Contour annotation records
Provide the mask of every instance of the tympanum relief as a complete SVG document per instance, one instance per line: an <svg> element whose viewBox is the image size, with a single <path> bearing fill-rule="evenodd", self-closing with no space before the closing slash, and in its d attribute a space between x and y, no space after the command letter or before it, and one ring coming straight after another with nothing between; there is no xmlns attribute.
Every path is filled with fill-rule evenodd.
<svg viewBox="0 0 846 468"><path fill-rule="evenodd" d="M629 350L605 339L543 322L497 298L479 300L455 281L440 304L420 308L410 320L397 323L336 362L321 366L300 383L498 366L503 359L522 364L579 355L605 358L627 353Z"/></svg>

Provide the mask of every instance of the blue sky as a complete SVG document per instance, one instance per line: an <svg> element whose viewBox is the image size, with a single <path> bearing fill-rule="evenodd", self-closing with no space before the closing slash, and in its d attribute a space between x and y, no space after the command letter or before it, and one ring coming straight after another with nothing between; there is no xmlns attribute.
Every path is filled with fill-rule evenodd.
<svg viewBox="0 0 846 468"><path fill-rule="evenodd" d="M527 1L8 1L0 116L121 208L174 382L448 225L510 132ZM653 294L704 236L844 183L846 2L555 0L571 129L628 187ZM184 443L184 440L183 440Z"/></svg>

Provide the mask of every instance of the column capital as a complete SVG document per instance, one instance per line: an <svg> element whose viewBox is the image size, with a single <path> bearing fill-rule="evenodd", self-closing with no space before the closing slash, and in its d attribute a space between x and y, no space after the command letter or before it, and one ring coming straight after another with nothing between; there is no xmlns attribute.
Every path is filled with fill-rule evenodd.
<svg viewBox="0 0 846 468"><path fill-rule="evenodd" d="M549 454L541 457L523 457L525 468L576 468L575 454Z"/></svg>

* Task to carry out *
Switch every "instance" in the lines above to "object", and write out all the lines again with nothing else changed.

* Response to this task *
Provide the mask of every object of the tympanum relief as a complete SVG document per object, one object per line: an <svg> element whose viewBox is the image size, with a single <path> bearing fill-rule="evenodd", self-closing with no space before the closing slash, and in its d attribute a space between x and y, no space after the command letter or before it, and one ring coming straight after another with nothing between; there is no xmlns attribute.
Every path is filled with fill-rule evenodd.
<svg viewBox="0 0 846 468"><path fill-rule="evenodd" d="M629 350L605 339L543 322L497 298L479 300L455 281L440 304L420 308L410 320L397 323L336 362L321 366L300 383L498 366L503 359L522 364L579 355L605 358L627 353Z"/></svg>

Provide the mask of every object of the blue sky as a complete SVG document per object, one object per line: an <svg> element whose viewBox is the image size, with a single <path> bearing fill-rule="evenodd", self-closing with no space before the closing slash, and in its d attribute a space between x and y, no space after the command letter or before it, and one ring coming straight after another with nothing between; there is no xmlns attribute.
Every path is filled with fill-rule evenodd.
<svg viewBox="0 0 846 468"><path fill-rule="evenodd" d="M527 1L8 1L0 116L121 208L174 382L448 225L510 132ZM653 294L704 236L844 183L846 2L555 0L571 129L628 187ZM184 443L184 440L183 440Z"/></svg>

Provide the mask of every object of the column capital as a complete SVG document per object, one object per line: an <svg> element whose viewBox is the image size, with a single <path> bearing fill-rule="evenodd", self-closing with no space before the closing slash, and in its d attribute a space between x and y, no space after the command letter or before it, and one ring coming straight after another with nothing between; there is no xmlns attribute.
Every path is filled with fill-rule evenodd.
<svg viewBox="0 0 846 468"><path fill-rule="evenodd" d="M549 454L541 457L523 457L525 468L576 468L575 454Z"/></svg>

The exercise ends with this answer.